• **SHORT PROBLEM**: The entries below should be given again exactly, minus their pictures.

• **TASK DATA**:
+-------+
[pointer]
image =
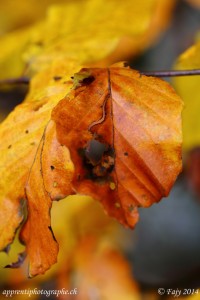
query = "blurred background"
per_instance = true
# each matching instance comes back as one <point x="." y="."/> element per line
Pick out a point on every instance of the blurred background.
<point x="164" y="249"/>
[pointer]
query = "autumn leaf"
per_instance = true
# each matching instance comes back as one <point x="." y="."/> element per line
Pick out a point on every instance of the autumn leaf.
<point x="188" y="89"/>
<point x="114" y="125"/>
<point x="193" y="170"/>
<point x="125" y="150"/>
<point x="101" y="31"/>
<point x="42" y="187"/>
<point x="92" y="265"/>
<point x="20" y="135"/>
<point x="195" y="3"/>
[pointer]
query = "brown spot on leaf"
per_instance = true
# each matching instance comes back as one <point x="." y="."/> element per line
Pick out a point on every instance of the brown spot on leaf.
<point x="19" y="262"/>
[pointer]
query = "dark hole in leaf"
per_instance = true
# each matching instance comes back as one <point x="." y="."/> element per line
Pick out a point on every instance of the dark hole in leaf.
<point x="98" y="160"/>
<point x="19" y="262"/>
<point x="52" y="233"/>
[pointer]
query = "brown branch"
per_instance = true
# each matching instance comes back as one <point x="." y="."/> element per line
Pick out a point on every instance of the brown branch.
<point x="166" y="73"/>
<point x="19" y="80"/>
<point x="171" y="73"/>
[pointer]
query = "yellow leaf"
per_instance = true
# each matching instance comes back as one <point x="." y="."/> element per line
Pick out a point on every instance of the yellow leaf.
<point x="12" y="18"/>
<point x="86" y="32"/>
<point x="99" y="271"/>
<point x="195" y="3"/>
<point x="188" y="89"/>
<point x="134" y="123"/>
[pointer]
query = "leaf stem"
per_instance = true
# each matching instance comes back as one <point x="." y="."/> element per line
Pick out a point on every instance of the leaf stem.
<point x="19" y="80"/>
<point x="171" y="73"/>
<point x="164" y="73"/>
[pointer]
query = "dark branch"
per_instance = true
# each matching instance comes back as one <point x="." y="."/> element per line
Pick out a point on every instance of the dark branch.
<point x="19" y="80"/>
<point x="167" y="73"/>
<point x="171" y="73"/>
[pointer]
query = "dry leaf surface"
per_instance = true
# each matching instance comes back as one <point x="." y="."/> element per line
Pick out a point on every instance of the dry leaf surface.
<point x="116" y="136"/>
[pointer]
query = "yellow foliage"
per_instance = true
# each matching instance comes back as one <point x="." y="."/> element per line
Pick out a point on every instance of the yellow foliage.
<point x="85" y="32"/>
<point x="188" y="89"/>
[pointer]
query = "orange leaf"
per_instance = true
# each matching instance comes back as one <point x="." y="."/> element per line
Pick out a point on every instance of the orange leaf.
<point x="48" y="180"/>
<point x="99" y="272"/>
<point x="123" y="131"/>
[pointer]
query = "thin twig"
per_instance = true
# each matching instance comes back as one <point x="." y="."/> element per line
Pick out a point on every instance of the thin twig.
<point x="19" y="80"/>
<point x="171" y="73"/>
<point x="166" y="73"/>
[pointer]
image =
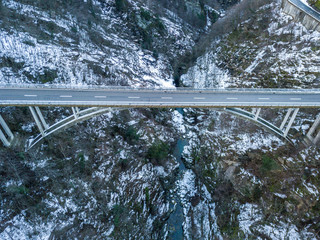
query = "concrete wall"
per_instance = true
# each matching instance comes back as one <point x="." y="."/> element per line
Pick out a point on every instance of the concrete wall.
<point x="310" y="22"/>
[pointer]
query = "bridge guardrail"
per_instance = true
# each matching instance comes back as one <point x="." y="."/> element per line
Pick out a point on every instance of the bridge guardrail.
<point x="174" y="89"/>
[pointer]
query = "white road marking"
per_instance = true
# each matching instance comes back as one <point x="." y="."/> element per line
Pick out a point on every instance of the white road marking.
<point x="30" y="95"/>
<point x="198" y="98"/>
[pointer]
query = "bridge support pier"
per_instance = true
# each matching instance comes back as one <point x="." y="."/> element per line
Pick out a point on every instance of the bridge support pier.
<point x="4" y="139"/>
<point x="284" y="122"/>
<point x="312" y="131"/>
<point x="75" y="111"/>
<point x="257" y="114"/>
<point x="38" y="117"/>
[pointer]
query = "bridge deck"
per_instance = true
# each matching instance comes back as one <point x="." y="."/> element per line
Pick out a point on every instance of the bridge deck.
<point x="124" y="97"/>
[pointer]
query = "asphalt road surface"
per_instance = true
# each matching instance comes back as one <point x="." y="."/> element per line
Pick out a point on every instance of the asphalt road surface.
<point x="157" y="98"/>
+-------+
• **THE OUTPUT**:
[pointer]
image =
query = "blurred background"
per_instance = true
# each matching instance comes back as one <point x="." y="."/> element per line
Pick out a point on every instance of the blurred background.
<point x="164" y="249"/>
[pointer]
query = "autumn leaf"
per_instance = true
# each matching instance comes back as one <point x="." y="."/> element per line
Pick out a point on every instance of the autumn leaf.
<point x="188" y="89"/>
<point x="114" y="125"/>
<point x="193" y="170"/>
<point x="125" y="150"/>
<point x="101" y="31"/>
<point x="42" y="187"/>
<point x="92" y="265"/>
<point x="20" y="135"/>
<point x="195" y="3"/>
[pointer]
query = "brown spot on leaf"
per_instance = true
# each matching instance comes back as one <point x="." y="."/> element per line
Pick out a point on every instance of the brown spot on leaf.
<point x="19" y="262"/>
[pointer]
query = "dark hole in leaf"
per_instance = true
# each matching instance comes back as one <point x="." y="."/> element per line
Pick out a point on every instance of the dark hole in leaf.
<point x="98" y="160"/>
<point x="19" y="262"/>
<point x="52" y="233"/>
[pointer]
query = "brown branch"
per_instance = true
# each matching instance comes back as one <point x="." y="."/> element per line
Pick out a point on every instance of the brown branch.
<point x="166" y="73"/>
<point x="19" y="80"/>
<point x="171" y="73"/>
[pointer]
query = "yellow leaf"
per_instance = true
# each matching instance comes back as one <point x="." y="."/> element per line
Pick out a point on every instance of the yellow leaf.
<point x="12" y="18"/>
<point x="86" y="32"/>
<point x="99" y="271"/>
<point x="195" y="3"/>
<point x="188" y="89"/>
<point x="134" y="123"/>
[pointer]
query = "leaf stem"
per_instance = true
# each matching instance comes back as one <point x="." y="."/> element per line
Pick out a point on every instance of the leaf stem.
<point x="19" y="80"/>
<point x="171" y="73"/>
<point x="164" y="73"/>
[pointer]
query = "dark branch"
per_instance = true
# each matching instance comes back as one <point x="." y="."/> element per line
Pick out a point on every instance of the dark branch.
<point x="19" y="80"/>
<point x="167" y="73"/>
<point x="171" y="73"/>
[pointer]
query = "dry leaf surface"
per_instance = true
# each matching instance comes back as one <point x="." y="."/> element per line
Pick out a point on every instance of the dry leaf surface.
<point x="116" y="136"/>
[pointer]
query = "yellow foliage"
per_instance = true
# each matching instance comes back as one <point x="." y="."/> element per line
Pick out a point on every instance of the yellow foliage.
<point x="85" y="32"/>
<point x="188" y="89"/>
[pointer]
query = "orange leaf"
per_instance = true
# each matching instance comes back as one <point x="." y="."/> element per line
Pick out a point on every instance of the orange leaf.
<point x="48" y="180"/>
<point x="99" y="272"/>
<point x="123" y="131"/>
[pointer]
query = "thin twig"
per_instance = true
# each matching instance comes back as one <point x="." y="."/> element per line
Pick out a point on every instance of the thin twig.
<point x="19" y="80"/>
<point x="171" y="73"/>
<point x="166" y="73"/>
[pointer]
image =
query = "concrete wall"
per_instance = true
# each matching instance comes back as one <point x="." y="."/> element per line
Pick out a point on every instance of the concrete wall.
<point x="310" y="22"/>
[pointer]
query = "bridge guardrail"
per_instance = true
# each matching instance comes back as one <point x="." y="."/> element per line
Pick out a point on every instance of the bridge guardrail.
<point x="174" y="89"/>
[pointer]
query = "white road marking"
per_instance = true
# each matching instance comes back as one <point x="." y="."/> element per line
Pick out a point on every instance of the white road marking.
<point x="30" y="95"/>
<point x="198" y="98"/>
[pointer]
query = "bridge support pier"
per_instance = true
# each matching instance comes back as one <point x="." y="."/> element per line
Pick out a point on every instance of the bridge support pier.
<point x="4" y="139"/>
<point x="284" y="122"/>
<point x="312" y="131"/>
<point x="75" y="111"/>
<point x="257" y="114"/>
<point x="38" y="117"/>
[pointer]
query = "bridge deck"
per_instance = true
# each matching instance comes back as one <point x="." y="."/> element per line
Pick out a point on every instance of the bridge deck.
<point x="124" y="97"/>
[pointer]
query = "asphalt road surface"
per_instance = true
# each matching instance comes back as one <point x="." y="."/> element per line
Pick out a point on every instance of the asphalt road surface.
<point x="157" y="98"/>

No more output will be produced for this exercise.